__Article__
Par décision du 27 juin 1997, le commandant de la gendarmerie a alors prononcé la peine disciplinaire d’une amende de 15.400.- francs à l’égard de Monsieur … BRANDENBURGER. Il l’informa par la même décision qu’un appel éventuel serait à adresser par la voie hiérarchique au ministre de la Force publique.
A l’encontre de cette décision, Monsieur BRANDENBURGER a interjeté appel, par l’intermédiaire de son mandataire, auprès du ministre de la Force publique par lettre du 25 août 1997. Aucune décision, à part un accusé de réception datant du 12 novembre 1997, ne lui étant parvenue, il a fait déposer en date du 17 mars 1998 un recours contentieux tendant à l’annulation de la décision implicite de refus du ministre de faire droit à sa demande, refus découlant du silence dudit ministre depuis plus de trois mois.
Ce recours s’étant soldé par l’annulation de la décision implicite du ministre suivant jugement de ce tribunal du 9 novembre 1998, mais ledit jugement ayant été réformé suivant arrêt de la Cour administrative du 6 mai 1999 avec renvoi du dossier en prosécution de cause au ministre de la Force publique, celui-ci, par décision du 25 juin 1999, a confirmé la sanction prononcée à l’égard de Monsieur BRANDENBURGER, à savoir la peine disciplinaire de l’amende de 15.400.- francs, en retenant plus particulièrement au sujet de la forme de la décision ainsi confirmée que “ l’article 29 (de la loi du 16 avril 1979 concernant la discipline dans la force publique) réglemente la procédure à suivre pour l’application des peines mineures tandis que les articles 30 et 31 imposent une procédure préalable pour la poursuite des fautes disciplinaires majeures, ce qui implique que seul l’article 29 est d’application ” pour soutenir qu’en l’espèce “ il n’est pas nécessaire, comme l’exige l’article 31 sub 3, que le chef hiérarchique notifie au militaire présumé fautif les faits qui lui sont reprochés ; la procédure est prévue et réservée aux peines plus sévères prononcées par le ministre de la Force publique ou même par le Grand-Duc, après instruction préalable contradictoire et sur avis du conseil de discipline ”.

__Données affichées__
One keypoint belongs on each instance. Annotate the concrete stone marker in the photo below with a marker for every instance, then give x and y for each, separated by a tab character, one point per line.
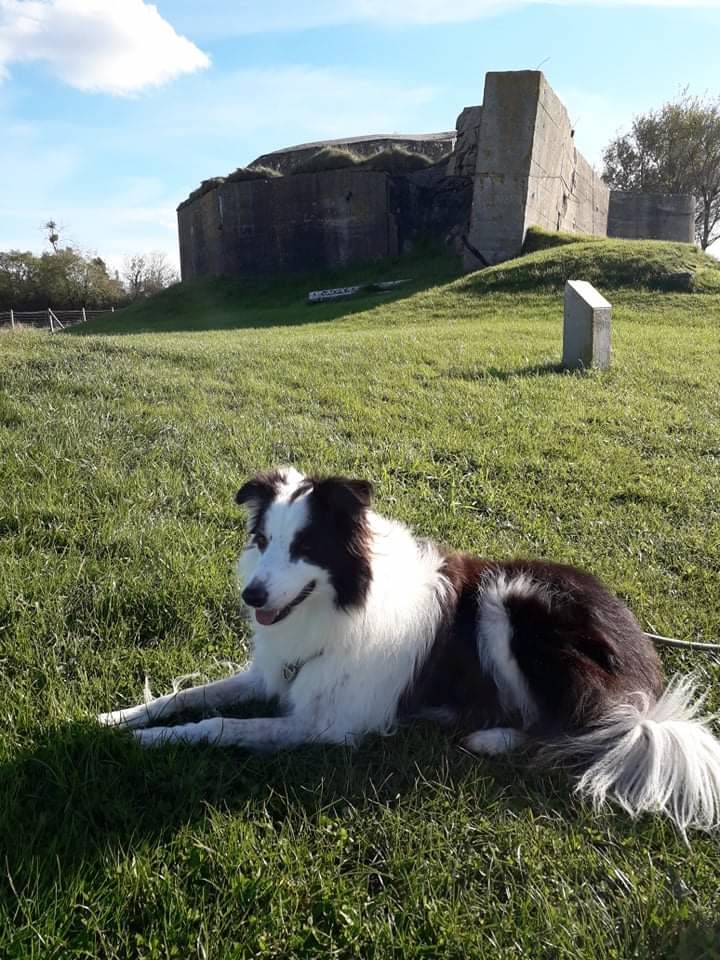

__Consigne A__
D'après l'article, à quelle date le ministre de la Force publique a-t-il confirmé la sanction prononcée contre Monsieur BRANDENBURGER ?
__Consigne B__
Reproduisez fidèlement le passage de l'article qui commence à « Par décision du 27 » et se termine à « de trois mois. ».
__Consigne C__
Poursuivez l'article sur la sanction disciplinaire de Monsieur BRANDENBURGER à partir de sa dernière phrase.

__Bonne réponse A__
Le 25 juin 1999.

__Bonne réponse B__
Par décision du 27 juin 1997, le commandant de la gendarmerie a alors prononcé la peine disciplinaire d’une amende de 15.400.- francs à l’égard de Monsieur … BRANDENBURGER. Il l’informa par la même décision qu’un appel éventuel serait à adresser par la voie hiérarchique au ministre de la Force publique.
A l’encontre de cette décision, Monsieur BRANDENBURGER a interjeté appel, par l’intermédiaire de son mandataire, auprès du ministre de la Force publique par lettre du 25 août 1997. Aucune décision, à part un accusé de réception datant du 12 novembre 1997, ne lui étant parvenue, il a fait déposer en date du 17 mars 1998 un recours contentieux tendant à l’annulation de la décision implicite de refus du ministre de faire droit à sa demande, refus découlant du silence dudit ministre depuis plus de trois mois.

__Bonne réponse C__
A l’encontre de cette décision ministérielle, Monsieur BRANDENBURGER a fait déposer en date du 11 août 1999 un recours en annulation.
Aucun recours au fond n’étant prévu à l’encontre d’une décision ayant prononcé la sanction disciplinaire de l’amende d’un cinquième d’une mensualité brute du traitement de base, le recours en annulation est recevable pour avoir été introduit par ailleurs dans les formes et délai de la loi.
A l’appui de son recours la partie demanderesse fait valoir que certaines dispositions de la procédure disciplinaire destinées à garantir les droits de la défense, énoncées tant dans la loi du 16 avril 1979 fixant le statut général des fonctionnaires de l’Etat, ci-après appelé “ le statut général ”, que dans la loi modifiée du 16 avril 1979 concernant la discipline dans la force publique, ci-après appelé, “ la loi du 16 avril 1979 ”, n’auraient pas été respectées, étant entendu que la loi générale serait applicable en l’occurrence concurremment avec la loi spéciale, pour autant qu’il n’existe pas de contradictions entre les deux textes.
En premier lieu et relativement à la forme, la partie demanderesse invoque la violation de l’alinéa 1er de l’article 29 de la loi du 16 avril 1979 qui exige que le militaire inculpé soit entendu. Estimant que l’audition constitue un acte de procédure essentiel sur lequel toute procédure disciplinaire doit être fondée, le demandeur soutient qu’en l’espèce l’audition à laquelle il fut procédé en date du 1er mai 1996 serait viciée à un double titre en ce que d’abord, 2 il y aurait été convoqué à l’improviste, sans avoir été préalablement informé de l’objet de la convocation, et, partant, sans avoir eu la possibilité de se faire assister par un avocat.
Il conclut ainsi à l’annulation de la décision déférée pour violation de l’article 56 du statut général, précisant notamment sub 3 que le chef hiérarchique informe le fonctionnaire présumé fautif des faits qui lui sont reprochés avec indication si une instruction disciplinaire est ouverte ou non.
Il fait valoir ensuite qu’en vertu des dispositions de l’article 31.2 de la loi du 16 avril 1979, un officier ayant au moins le grade de capitaine aurait dû procéder à l’audition et non, comme en l’espèce, un premier lieutenant.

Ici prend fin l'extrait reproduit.